> Ваша задача
Перепишите дословно часть фрагмента о небоскребах и рекламе, начиная со слов "Можно ли считать" и вплоть до слов "(Advertising Standards Authority).".

> Фрагмент документа
++++++

В современных городах, вроде Дубая, высота в большой цене: чем выше, тем престижнее. Люди лезут наверх, чтобы пускать пыль в глаза, или без спроса проникнуть к тем, кто обжился наверху, или, может быть, убежать от жизни – свести с ней счеты.
Всего через три года после строительства небоскребов Эмпайр-стейт и Крайслер-билдинг кинозрители увидели, как затравленный обезьяноподобный монстр взбирается на шпиль первого и смотрит на второй. Этот монстр – американская версия Годзиллы, еще один внешний наблюдатель, явившийся из ночного кошмара и заплативший жизнью за наши грехи.
«Кинг-Конг», Мериан Купер, Эрнест Шедсак / RKO Radio Pictures, USA, 1933
Кинг-Конг появился на силуэте Нью-Йорка не для того, чтобы полюбоваться его современным обликом или объявить себя владыкой мира. Он просто хотел убежать, вырваться из рук своих мучителей, из выгребной ямы, в которую они превратили его жизнь. Не он ненавидел людей – они его. Он олицетворяет еще одну разновидность присущей XX веку устремленности вовне. От зловонного разложения больших городов – наверх, где воздух чище.
Реклама
Улицы Нью-Йорка, на самый высокий небоскреб которого взобрался Кинг-Конг, пестрели всевозможной рекламой. И здесь мы коснемся этого любопытного типа визуализации. Вывески, рекламирующие различные товары и услуги, использовались людьми с древних времен, но индустриализация плюс фотография породили цепную реакцию. В 1880 году в США на рекламу было истрачено около 200 миллионов долларов; в 1920-м – три миллиарда. Машины, табак, мыло, еда становились героями увлекательных историй. Сочинением историй занимались «креативщики» рекламных агентств, вроде «Джей Уолтер Томпсон», американской компании, в 1899 году открывшей филиал в Англии, а затем развернувшей свою деятельность в Африке и Азии.
Можно ли считать «креативщиков» пропагандистами? И пропаганда, и реклама пытаются заставить нас во что-то поверить, на что-то потратить деньги и время. И та и другая прибегают к образному языку, эксплуатируя понятия красоты и героизма, дабы возбудить желание и призвать на помощь миф. И ту и другую, по идее, можно привлечь к ответу за распространение лживой информации – в Великобритании за этим следит специальный Комитет по рекламным стандартам ASA (Advertising Standards Authority).
Главное же различие между ними – в масштабе. Пропаганда тяготеет к эпическому размаху, к общечеловеческой или общенациональной повестке. Реклама на такое, как правило, не претендует: по форме она ближе к японской хайку и другим жанрам проникновенной лирической миниатюры. В западном мире рекламу можно обнаружить даже на самых незначительных деталях нашего повседневного существования: на спинке впередистоящего кресла в самолете; на почтовом штемпеле; на экране мобильного телефона (все эти окна в окнах). Она умело воздействует на наше периферическое зрение. Она не терпит пустоты, проникает в каждую щель и добивается своего с помощью нахальства, упорства и – эстетики. В местах с высокой плотностью населения, таких как Гонконг, рекламные объявления теснятся и толкаются в борьбе за место в доступном нашему взгляду городском пейзаже. Им уже мало облепить фасады зданий, они тянутся поперек улиц, создавая над головой у прохожих кубистические арки из логотипов, броских цветных пятен и разной полезной информации (часы работы, адрес заведения и т. д.).

++++++

> Записи данных
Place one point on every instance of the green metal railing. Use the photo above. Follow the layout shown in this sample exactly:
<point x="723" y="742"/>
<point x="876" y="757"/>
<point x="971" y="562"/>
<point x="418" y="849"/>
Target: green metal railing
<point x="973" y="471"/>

++++++

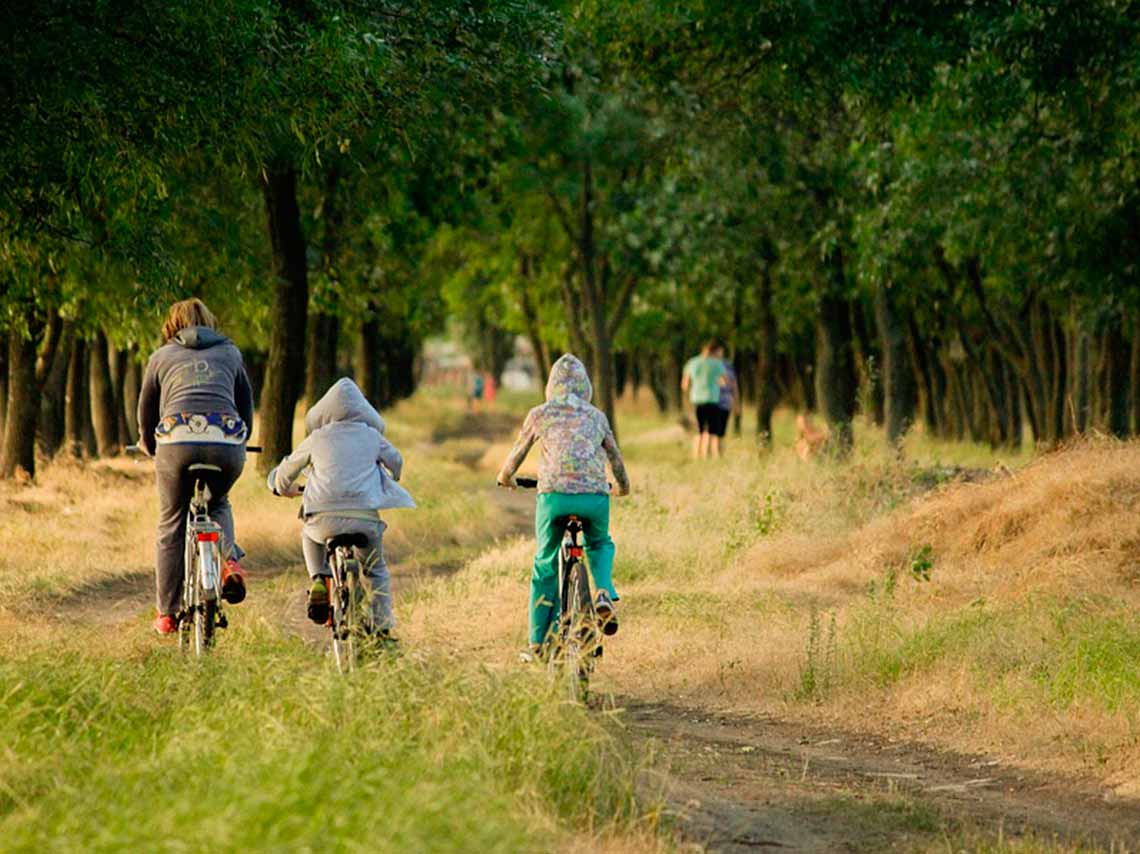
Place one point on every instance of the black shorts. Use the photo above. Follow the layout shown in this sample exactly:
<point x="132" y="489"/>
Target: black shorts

++++++

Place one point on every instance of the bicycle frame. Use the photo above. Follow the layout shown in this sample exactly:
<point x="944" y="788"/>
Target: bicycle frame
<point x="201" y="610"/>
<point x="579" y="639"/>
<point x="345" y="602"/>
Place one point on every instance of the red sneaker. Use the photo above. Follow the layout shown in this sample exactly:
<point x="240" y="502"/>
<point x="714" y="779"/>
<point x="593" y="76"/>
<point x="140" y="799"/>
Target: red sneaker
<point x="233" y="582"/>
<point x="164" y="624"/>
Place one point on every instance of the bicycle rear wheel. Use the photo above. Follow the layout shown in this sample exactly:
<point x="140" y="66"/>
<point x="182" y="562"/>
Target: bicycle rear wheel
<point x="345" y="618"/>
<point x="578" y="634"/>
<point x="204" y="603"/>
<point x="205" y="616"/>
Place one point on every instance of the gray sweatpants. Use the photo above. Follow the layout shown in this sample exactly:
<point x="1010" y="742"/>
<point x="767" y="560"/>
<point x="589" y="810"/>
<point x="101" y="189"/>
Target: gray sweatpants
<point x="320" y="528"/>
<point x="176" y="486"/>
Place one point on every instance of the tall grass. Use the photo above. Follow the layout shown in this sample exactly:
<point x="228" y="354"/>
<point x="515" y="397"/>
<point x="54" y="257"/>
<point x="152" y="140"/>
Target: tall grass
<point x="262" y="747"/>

++++++

> Полный ответ
Можно ли считать «креативщиков» пропагандистами? И пропаганда, и реклама пытаются заставить нас во что-то поверить, на что-то потратить деньги и время. И та и другая прибегают к образному языку, эксплуатируя понятия красоты и героизма, дабы возбудить желание и призвать на помощь миф. И ту и другую, по идее, можно привлечь к ответу за распространение лживой информации – в Великобритании за этим следит специальный Комитет по рекламным стандартам ASA (Advertising Standards Authority).